* START DATA SECTION *

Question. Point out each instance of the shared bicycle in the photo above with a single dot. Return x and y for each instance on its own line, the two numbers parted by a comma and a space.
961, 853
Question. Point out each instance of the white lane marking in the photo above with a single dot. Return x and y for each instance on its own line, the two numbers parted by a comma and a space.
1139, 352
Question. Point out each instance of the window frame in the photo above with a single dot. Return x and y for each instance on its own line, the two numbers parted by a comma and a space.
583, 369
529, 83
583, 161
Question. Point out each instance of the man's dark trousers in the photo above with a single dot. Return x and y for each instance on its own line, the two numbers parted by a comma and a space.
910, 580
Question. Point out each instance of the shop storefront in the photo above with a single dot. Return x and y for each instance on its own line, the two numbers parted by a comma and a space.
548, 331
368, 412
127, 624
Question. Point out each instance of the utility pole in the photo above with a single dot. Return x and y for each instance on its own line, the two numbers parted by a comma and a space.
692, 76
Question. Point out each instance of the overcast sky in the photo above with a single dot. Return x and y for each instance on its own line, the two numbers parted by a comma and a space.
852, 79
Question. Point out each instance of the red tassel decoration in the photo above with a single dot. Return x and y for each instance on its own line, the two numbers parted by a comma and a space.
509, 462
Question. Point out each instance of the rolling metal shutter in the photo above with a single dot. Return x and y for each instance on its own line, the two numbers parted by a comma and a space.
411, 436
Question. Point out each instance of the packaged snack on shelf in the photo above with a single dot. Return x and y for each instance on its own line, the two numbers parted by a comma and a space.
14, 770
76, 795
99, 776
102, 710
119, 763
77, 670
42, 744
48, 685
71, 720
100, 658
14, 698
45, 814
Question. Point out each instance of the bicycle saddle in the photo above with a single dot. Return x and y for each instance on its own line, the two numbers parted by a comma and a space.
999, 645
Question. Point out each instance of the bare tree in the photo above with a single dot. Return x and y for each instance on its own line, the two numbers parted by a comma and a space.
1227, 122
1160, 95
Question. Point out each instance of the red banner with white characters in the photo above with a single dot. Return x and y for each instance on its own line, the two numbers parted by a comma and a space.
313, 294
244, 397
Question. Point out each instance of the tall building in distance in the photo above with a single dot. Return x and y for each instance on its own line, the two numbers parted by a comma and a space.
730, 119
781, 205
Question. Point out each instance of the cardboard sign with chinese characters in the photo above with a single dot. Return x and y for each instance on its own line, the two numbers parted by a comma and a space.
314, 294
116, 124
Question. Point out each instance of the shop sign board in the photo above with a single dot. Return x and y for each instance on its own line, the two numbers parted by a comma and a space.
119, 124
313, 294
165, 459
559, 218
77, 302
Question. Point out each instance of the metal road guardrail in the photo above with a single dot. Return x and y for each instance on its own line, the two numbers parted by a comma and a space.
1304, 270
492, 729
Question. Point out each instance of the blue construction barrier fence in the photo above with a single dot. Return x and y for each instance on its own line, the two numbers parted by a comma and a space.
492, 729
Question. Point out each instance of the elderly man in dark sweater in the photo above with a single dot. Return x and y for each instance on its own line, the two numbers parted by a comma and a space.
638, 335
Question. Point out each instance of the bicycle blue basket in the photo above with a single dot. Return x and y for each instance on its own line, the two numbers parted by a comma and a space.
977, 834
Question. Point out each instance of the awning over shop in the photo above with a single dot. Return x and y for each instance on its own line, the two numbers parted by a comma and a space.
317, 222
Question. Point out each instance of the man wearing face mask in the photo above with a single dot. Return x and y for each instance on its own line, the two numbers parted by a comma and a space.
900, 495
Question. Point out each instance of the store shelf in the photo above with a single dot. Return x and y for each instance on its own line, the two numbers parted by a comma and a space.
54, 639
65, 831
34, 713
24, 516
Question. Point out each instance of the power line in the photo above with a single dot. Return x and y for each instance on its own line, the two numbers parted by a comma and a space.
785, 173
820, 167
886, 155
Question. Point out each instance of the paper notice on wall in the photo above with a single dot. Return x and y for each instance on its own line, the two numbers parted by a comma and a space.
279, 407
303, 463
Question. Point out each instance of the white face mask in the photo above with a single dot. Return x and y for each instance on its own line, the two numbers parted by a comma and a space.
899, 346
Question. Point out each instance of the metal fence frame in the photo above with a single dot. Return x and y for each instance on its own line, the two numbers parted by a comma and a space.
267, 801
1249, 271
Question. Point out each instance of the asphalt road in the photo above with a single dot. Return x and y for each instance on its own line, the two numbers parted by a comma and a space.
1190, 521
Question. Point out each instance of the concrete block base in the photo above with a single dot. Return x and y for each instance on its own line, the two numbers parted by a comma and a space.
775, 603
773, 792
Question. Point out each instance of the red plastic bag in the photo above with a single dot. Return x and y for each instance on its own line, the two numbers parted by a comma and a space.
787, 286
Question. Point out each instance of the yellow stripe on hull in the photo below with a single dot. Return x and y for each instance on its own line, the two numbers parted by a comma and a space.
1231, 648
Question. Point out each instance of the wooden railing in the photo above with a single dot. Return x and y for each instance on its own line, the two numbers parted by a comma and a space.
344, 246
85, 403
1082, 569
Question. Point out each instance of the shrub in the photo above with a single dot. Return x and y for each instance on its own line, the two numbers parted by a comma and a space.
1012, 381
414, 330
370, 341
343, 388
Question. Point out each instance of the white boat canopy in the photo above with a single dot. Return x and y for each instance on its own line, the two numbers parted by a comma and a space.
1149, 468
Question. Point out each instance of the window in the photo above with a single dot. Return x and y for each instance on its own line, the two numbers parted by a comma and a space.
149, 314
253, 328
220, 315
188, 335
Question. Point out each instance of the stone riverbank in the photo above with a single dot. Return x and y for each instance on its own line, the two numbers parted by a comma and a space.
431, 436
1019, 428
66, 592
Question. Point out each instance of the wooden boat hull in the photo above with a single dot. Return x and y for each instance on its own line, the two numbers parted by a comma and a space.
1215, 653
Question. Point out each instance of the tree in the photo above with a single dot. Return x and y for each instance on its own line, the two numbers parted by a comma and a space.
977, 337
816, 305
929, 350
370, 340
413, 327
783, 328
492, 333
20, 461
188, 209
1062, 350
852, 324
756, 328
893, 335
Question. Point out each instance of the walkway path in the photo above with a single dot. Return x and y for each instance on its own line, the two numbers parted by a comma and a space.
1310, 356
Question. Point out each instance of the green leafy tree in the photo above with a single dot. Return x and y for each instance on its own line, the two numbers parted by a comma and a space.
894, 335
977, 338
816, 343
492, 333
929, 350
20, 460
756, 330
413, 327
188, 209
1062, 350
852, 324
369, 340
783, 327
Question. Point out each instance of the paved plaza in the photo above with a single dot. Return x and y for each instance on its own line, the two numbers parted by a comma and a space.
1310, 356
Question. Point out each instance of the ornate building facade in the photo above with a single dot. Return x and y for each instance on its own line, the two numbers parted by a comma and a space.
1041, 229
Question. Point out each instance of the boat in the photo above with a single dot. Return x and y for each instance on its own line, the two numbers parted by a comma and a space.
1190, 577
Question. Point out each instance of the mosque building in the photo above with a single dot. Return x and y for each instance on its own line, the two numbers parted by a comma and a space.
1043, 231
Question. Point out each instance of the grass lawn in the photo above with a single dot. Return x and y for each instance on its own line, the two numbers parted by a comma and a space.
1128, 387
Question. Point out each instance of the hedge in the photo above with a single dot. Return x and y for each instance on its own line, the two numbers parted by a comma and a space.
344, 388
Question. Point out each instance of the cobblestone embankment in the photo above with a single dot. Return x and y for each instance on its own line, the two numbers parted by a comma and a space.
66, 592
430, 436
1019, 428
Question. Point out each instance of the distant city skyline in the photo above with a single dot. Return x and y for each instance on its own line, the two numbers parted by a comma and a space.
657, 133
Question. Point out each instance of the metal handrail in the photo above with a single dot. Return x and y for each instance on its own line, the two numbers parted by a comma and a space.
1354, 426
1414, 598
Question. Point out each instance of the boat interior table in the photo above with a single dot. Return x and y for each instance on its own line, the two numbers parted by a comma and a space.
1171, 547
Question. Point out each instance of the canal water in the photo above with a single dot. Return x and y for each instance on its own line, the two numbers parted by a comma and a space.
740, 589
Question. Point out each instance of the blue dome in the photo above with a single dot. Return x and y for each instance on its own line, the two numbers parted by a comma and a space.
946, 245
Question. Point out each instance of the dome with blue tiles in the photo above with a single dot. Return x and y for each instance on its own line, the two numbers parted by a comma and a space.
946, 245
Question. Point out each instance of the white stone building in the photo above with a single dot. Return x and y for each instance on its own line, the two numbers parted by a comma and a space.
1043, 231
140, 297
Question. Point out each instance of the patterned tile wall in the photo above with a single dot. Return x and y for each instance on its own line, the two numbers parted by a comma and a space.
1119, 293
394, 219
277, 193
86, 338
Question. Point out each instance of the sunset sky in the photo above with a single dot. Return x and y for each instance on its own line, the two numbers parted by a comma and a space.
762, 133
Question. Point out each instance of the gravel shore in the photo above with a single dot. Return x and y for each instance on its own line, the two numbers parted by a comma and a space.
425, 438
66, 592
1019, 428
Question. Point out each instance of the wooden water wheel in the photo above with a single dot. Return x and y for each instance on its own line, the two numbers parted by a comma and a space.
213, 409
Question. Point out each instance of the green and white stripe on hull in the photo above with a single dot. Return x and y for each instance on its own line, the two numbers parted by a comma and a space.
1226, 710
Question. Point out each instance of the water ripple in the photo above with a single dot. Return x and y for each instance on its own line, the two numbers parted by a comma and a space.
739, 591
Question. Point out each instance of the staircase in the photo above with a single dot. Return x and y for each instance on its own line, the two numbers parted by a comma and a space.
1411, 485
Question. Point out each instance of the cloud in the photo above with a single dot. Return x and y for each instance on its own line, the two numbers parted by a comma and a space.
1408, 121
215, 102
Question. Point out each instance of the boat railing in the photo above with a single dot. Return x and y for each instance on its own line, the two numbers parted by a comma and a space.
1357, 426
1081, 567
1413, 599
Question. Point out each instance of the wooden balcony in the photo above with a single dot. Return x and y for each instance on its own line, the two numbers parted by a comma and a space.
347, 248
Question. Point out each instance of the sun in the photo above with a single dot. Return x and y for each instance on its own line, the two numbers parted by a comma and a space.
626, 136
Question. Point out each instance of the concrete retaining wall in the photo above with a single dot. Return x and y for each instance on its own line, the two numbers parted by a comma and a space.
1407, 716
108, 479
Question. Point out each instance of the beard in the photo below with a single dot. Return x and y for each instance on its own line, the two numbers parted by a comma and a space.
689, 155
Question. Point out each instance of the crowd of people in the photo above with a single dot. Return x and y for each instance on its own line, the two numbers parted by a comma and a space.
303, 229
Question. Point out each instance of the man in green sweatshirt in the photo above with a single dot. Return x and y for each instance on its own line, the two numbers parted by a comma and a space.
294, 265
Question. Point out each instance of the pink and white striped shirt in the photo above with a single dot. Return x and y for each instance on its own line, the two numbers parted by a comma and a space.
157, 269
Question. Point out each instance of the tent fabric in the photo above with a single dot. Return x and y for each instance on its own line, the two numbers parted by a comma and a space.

* END DATA SECTION *

_REQUIRED WORK_
Please echo the material from the line containing "Question. Point out each instance of the crowd" through the end of the material, both ends included.

_SOLVED PROBLEM_
Question. Point out each instance of the crowd of people in the photo above with a single dot. Return x and y for each instance on its own line, the two numbers parted by a comma and a space.
303, 229
Question. Point out each instance of the man in green sweatshirt in the photo above with a single dot. Return x and y for each instance on its own line, the two numbers parted by a comma and a space.
294, 265
Question. Point out each instance of the pink and white striped shirt in the photo above with a single dot. Return x and y for each instance on its own line, the two numbers parted by a comma and a space.
157, 269
Question. Point out each instance of the tent fabric in the photo above with a single dot. Return x and y for each instance on its own line, the two numbers parted by a comma and a space.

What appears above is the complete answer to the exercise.